- **WORK TO BE COMPLETED**: Write out only the tail of the records, beginning at the line containing "The service MUST place one dot on the white" and including the last line, exactly as written.

- **Records from a collection**:
————
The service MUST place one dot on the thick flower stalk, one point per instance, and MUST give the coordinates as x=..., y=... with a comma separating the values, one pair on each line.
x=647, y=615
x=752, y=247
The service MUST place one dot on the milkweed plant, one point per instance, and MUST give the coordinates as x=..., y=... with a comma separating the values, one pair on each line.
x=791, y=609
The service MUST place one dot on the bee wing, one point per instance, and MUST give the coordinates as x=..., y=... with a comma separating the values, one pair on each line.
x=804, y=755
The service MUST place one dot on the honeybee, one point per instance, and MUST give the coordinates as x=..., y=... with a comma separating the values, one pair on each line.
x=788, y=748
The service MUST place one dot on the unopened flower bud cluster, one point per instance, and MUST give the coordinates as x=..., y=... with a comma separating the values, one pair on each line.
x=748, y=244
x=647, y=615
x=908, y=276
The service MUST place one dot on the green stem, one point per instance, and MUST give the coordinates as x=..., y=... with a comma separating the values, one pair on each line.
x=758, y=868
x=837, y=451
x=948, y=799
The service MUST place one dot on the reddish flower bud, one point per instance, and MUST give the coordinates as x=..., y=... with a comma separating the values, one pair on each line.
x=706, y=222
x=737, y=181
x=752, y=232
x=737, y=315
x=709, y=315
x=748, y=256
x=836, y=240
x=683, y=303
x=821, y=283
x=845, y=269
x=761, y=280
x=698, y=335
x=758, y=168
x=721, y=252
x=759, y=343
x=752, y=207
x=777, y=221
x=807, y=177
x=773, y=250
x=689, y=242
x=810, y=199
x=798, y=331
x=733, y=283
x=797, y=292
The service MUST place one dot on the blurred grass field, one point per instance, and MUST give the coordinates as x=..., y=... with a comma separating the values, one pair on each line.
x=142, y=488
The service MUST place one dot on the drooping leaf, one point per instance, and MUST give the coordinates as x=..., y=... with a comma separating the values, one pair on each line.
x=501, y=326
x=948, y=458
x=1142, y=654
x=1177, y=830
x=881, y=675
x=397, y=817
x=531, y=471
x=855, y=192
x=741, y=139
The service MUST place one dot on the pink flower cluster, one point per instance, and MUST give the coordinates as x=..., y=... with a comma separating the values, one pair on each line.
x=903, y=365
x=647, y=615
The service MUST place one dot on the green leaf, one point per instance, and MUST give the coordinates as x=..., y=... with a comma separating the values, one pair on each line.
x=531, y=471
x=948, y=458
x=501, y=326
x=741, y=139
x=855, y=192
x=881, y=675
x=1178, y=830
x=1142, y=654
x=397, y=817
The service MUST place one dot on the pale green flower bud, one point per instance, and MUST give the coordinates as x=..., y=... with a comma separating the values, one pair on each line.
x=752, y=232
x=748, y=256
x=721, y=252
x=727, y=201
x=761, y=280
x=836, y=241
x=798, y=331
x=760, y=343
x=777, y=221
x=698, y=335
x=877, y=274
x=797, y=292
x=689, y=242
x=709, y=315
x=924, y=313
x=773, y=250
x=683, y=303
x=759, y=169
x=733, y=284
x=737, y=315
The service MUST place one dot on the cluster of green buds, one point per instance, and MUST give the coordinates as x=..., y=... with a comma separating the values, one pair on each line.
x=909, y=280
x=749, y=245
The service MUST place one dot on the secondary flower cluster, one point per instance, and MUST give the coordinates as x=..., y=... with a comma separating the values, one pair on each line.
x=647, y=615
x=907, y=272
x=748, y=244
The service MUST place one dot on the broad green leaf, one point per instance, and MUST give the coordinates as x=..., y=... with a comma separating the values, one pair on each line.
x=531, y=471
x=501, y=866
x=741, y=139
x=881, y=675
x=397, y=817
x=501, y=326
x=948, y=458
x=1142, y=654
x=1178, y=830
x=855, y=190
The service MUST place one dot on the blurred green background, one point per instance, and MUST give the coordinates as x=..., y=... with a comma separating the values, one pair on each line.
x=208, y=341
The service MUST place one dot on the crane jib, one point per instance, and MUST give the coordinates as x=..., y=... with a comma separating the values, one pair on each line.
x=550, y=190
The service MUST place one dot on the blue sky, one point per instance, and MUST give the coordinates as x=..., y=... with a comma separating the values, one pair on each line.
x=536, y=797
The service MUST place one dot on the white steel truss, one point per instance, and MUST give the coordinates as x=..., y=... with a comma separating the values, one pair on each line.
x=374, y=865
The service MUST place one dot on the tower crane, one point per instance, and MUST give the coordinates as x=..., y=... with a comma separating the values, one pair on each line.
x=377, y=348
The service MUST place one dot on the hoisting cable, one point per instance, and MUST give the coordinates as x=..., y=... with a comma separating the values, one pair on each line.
————
- **SOLUTION TO THE PROBLEM**:
The service MUST place one dot on the white steel truss, one point per instance, and MUST give the coordinates as x=..., y=... with a comma separating the values, one pair on each line.
x=374, y=865
The service MUST place one dot on the tower crane, one point per instance, and MUST give the coordinates as x=..., y=... with a comma separating the values, one pair on each line.
x=377, y=348
The service MUST place one dot on the hoisting cable, one point per instance, and MUST give the coordinates as x=..., y=... with a comma separating the values, one pair on each line.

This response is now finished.